━━━━━ Provided data
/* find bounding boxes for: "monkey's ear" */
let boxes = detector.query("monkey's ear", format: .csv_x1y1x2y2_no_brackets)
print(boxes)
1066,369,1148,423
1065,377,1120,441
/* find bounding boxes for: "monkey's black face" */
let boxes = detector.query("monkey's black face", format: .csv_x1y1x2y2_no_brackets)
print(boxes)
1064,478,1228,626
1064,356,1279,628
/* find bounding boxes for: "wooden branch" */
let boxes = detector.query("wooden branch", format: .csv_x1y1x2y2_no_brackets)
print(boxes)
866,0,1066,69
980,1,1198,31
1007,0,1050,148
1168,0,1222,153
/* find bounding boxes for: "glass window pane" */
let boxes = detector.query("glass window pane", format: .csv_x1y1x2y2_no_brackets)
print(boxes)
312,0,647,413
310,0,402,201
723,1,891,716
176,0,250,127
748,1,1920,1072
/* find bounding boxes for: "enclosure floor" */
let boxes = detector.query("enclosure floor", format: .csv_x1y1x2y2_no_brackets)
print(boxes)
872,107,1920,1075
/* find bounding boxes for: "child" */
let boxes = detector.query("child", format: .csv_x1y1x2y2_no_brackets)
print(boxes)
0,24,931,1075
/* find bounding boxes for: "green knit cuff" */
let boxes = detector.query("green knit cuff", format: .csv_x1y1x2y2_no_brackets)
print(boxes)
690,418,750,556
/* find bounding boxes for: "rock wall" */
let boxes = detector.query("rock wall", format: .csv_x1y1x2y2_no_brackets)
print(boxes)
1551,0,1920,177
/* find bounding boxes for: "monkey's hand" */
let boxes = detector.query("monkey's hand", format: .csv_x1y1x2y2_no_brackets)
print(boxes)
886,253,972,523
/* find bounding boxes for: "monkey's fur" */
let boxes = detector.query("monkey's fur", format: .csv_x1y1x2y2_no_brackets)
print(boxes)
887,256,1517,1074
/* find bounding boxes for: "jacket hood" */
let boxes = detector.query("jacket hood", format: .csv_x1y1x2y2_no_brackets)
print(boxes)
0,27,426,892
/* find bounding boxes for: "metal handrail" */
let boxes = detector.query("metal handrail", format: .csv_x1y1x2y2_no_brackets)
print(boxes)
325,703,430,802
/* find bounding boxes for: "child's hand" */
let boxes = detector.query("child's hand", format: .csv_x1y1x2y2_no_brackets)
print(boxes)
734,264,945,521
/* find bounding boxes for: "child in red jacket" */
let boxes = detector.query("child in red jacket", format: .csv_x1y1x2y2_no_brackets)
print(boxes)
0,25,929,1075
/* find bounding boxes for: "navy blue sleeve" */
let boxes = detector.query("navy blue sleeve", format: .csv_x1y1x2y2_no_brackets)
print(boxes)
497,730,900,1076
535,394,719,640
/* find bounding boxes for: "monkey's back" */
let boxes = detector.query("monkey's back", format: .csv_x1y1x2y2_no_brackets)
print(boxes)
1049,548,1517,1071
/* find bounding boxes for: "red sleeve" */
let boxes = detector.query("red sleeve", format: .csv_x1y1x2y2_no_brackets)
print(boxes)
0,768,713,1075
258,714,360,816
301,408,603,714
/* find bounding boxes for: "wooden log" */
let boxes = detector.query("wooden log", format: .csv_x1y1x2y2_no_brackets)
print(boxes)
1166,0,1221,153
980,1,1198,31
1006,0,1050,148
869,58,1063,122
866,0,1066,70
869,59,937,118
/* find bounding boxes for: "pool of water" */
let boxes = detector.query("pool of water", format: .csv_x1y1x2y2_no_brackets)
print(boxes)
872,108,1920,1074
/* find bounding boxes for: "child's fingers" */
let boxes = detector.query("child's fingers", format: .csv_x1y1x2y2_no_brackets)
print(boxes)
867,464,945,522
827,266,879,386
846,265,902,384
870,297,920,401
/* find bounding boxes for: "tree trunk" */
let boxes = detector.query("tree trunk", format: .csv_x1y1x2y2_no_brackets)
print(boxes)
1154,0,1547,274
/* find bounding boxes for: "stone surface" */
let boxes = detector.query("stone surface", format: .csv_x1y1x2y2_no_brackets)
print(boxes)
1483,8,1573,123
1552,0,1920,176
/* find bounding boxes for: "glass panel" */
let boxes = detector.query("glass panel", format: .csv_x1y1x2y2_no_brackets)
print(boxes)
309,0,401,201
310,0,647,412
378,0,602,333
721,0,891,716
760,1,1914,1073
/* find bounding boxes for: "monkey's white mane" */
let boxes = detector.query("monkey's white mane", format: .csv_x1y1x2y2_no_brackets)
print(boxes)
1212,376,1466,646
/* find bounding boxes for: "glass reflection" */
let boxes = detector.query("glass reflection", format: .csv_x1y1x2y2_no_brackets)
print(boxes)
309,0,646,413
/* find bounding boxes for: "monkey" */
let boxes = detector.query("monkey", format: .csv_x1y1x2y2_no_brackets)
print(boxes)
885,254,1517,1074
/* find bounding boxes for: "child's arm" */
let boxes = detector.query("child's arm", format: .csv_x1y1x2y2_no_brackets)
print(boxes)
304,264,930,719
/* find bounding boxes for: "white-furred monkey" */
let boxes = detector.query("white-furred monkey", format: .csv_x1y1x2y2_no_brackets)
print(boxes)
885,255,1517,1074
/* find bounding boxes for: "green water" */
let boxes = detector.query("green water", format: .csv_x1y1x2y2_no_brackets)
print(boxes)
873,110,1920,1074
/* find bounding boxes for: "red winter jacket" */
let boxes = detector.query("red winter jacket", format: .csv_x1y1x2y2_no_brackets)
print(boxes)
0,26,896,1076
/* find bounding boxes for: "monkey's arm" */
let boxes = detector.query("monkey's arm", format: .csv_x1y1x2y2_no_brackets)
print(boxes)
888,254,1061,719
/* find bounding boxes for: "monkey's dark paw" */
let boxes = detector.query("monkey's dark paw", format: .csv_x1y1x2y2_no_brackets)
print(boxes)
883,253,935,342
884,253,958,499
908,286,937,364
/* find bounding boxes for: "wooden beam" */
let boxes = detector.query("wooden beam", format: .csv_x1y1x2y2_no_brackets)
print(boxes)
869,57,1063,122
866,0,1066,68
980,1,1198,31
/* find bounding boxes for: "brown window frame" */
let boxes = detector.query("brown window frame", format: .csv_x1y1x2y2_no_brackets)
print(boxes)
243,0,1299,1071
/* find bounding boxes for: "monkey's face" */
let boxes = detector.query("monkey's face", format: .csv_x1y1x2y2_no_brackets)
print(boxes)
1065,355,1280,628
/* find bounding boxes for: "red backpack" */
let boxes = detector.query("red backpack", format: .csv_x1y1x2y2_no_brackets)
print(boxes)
━━━━━━━━━━
Could you repeat every record word for word?

/* find bounding boxes for: "monkey's ear" */
let boxes = detector.query("monkey's ear", format: .csv_x1y1x2y2_no_brackets)
print(boxes)
1066,369,1148,423
1065,377,1120,441
/* find bounding boxes for: "monkey's black face" */
let boxes = detector.query("monkey's black face", format: .csv_x1y1x2y2_no_brackets)
print(boxes)
1064,478,1228,626
1064,356,1279,628
/* find bounding boxes for: "wooden branch" */
let boxes = detector.query("wooden branch", format: .csv_x1y1x2y2_no_brackets)
print(boxes)
866,0,1066,69
980,1,1198,31
1007,0,1050,148
1168,0,1222,153
/* find bounding boxes for: "glass window pane" */
let boxes = detector.query("glass window pane", format: .csv_x1y1x2y2_no_brackets)
print(boxes)
312,0,647,413
310,0,402,201
723,1,891,716
176,0,250,127
748,1,1920,1072
/* find bounding boxes for: "enclosure floor" */
let boxes = detector.query("enclosure floor", format: .csv_x1y1x2y2_no_brackets)
print(boxes)
872,107,1920,1075
/* find bounding boxes for: "child" */
let boxes = detector.query("child", format: .csv_x1y1x2y2_no_brackets)
print(boxes)
0,24,931,1075
/* find bounding boxes for: "green knit cuff" */
let boxes = detector.query("green knit cuff", format: .csv_x1y1x2y2_no_brackets)
print(boxes)
690,418,750,556
/* find bounding boxes for: "rock wall" */
let boxes = detector.query("rock wall", format: .csv_x1y1x2y2_no_brackets)
print(boxes)
1551,0,1920,177
/* find bounding boxes for: "monkey's hand" */
let boxes = detector.query("monkey's hand", format: .csv_x1y1x2y2_no_brackets)
print(boxes)
886,253,972,523
/* find bounding boxes for: "monkey's fur" */
let boxes = detector.query("monkey's fur", format: .csv_x1y1x2y2_no_brackets)
print(boxes)
887,256,1517,1074
/* find bounding boxes for: "jacket hood" */
let boxes = detector.query("jacket hood", format: .csv_x1y1x2y2_no_brackets)
print(boxes)
0,27,426,892
/* find bounding boxes for: "metal handrail" */
let boxes = detector.query("metal handrail", format: .csv_x1y1x2y2_no_brackets)
print(boxes)
325,703,430,802
/* find bounding boxes for: "child's hand" */
let boxes = detector.query("child's hand", format: .csv_x1y1x2y2_no_brackets)
print(boxes)
734,264,945,521
/* find bounding boxes for: "child in red jacket" */
let boxes = detector.query("child in red jacket", format: .csv_x1y1x2y2_no_brackets)
print(boxes)
0,25,929,1075
/* find bounding boxes for: "navy blue sleeve" */
let boxes = detector.query("navy blue sleeve", format: .csv_x1y1x2y2_no_brackets)
print(boxes)
497,730,900,1076
535,394,719,640
/* find bounding boxes for: "monkey's back" */
let boxes = detector.query("monkey's back", format: .csv_x1y1x2y2_no_brackets)
print(boxes)
1049,548,1517,1071
/* find bounding boxes for: "red sleeve" */
let boxes = detector.query("red sleeve", format: .csv_x1y1x2y2_no_brackets)
print(boxes)
0,768,713,1075
258,714,360,816
301,408,603,714
/* find bounding boxes for: "wooden log" */
let boxes = detector.query("wooden log", format: .csv_x1y1x2y2_no_brackets)
print(boxes)
1166,0,1221,153
980,1,1198,31
1006,0,1050,148
869,58,1063,122
866,0,1066,70
869,59,937,118
/* find bounding boxes for: "pool of water" */
let boxes = detector.query("pool of water", format: .csv_x1y1x2y2_no_brackets)
print(boxes)
872,108,1920,1074
/* find bounding boxes for: "child's fingers" */
let boxes = detector.query("child's fingers", format: .csv_x1y1x2y2_no_brackets)
print(boxes)
867,464,945,522
827,266,879,386
846,265,902,384
870,297,920,401
/* find bounding boxes for: "tree trunk" */
let boxes = detector.query("tree trunk", format: .csv_x1y1x2y2_no_brackets)
print(boxes)
1154,0,1547,274
/* find bounding boxes for: "stone surface" */
let boxes = detector.query("stone surface", format: .csv_x1y1x2y2_no_brackets)
print(boxes)
1483,8,1573,123
1552,0,1920,176
/* find bounding boxes for: "glass panel" */
let boxes = detector.query("glass panel", format: .csv_x1y1x2y2_no_brackets)
print(boxes)
309,0,401,201
310,0,647,412
378,0,602,333
721,0,891,716
760,1,1914,1073
/* find bounding boxes for: "monkey's white mane" */
let boxes = detector.query("monkey's white mane", format: .csv_x1y1x2y2_no_brackets)
print(boxes)
1212,376,1466,646
/* find bounding boxes for: "glass reflection" */
let boxes = detector.query("glass reflection", format: .csv_x1y1x2y2_no_brackets)
print(boxes)
309,0,646,413
/* find bounding boxes for: "monkey" */
let boxes = detector.query("monkey", format: .csv_x1y1x2y2_no_brackets)
print(boxes)
885,254,1517,1074
/* find bounding boxes for: "child's arm" */
let boxes = detector.query("child's arm", format: .csv_x1y1x2y2_no_brackets)
print(boxes)
304,264,930,719
/* find bounding boxes for: "white-furred monkey" */
let boxes = detector.query("white-furred monkey", format: .csv_x1y1x2y2_no_brackets)
print(boxes)
885,255,1517,1074
/* find bounding boxes for: "green water" */
let boxes = detector.query("green water", format: .csv_x1y1x2y2_no_brackets)
print(boxes)
873,110,1920,1074
/* find bounding boxes for: "red winter jacket" */
let boxes = detector.query("red winter jacket", format: .csv_x1y1x2y2_no_brackets)
print(boxes)
0,26,896,1076
/* find bounding boxes for: "monkey's arm" */
let boxes = detector.query("monkey's arm", format: .csv_x1y1x2y2_no_brackets)
print(boxes)
888,254,1061,719
/* find bounding boxes for: "monkey's dark paw" */
let boxes = detector.query("monkey's dark paw", format: .csv_x1y1x2y2_no_brackets)
print(boxes)
883,253,935,342
884,253,958,499
908,286,937,364
/* find bounding boxes for: "wooden beam" */
let boxes = detector.query("wooden beam", format: .csv_x1y1x2y2_no_brackets)
print(boxes)
869,57,1063,122
866,0,1066,68
980,1,1198,31
/* find bounding boxes for: "brown window frame" */
let boxes = detector.query("brown window frame", format: .csv_x1y1x2y2_no_brackets)
print(boxes)
243,0,1299,1071
/* find bounding boxes for: "monkey's face" */
let boxes = detector.query("monkey's face", format: .csv_x1y1x2y2_no_brackets)
print(boxes)
1065,355,1280,628
/* find bounding boxes for: "red backpack" */
let boxes = detector.query("red backpack", format: .csv_x1y1x2y2_no_brackets)
print(boxes)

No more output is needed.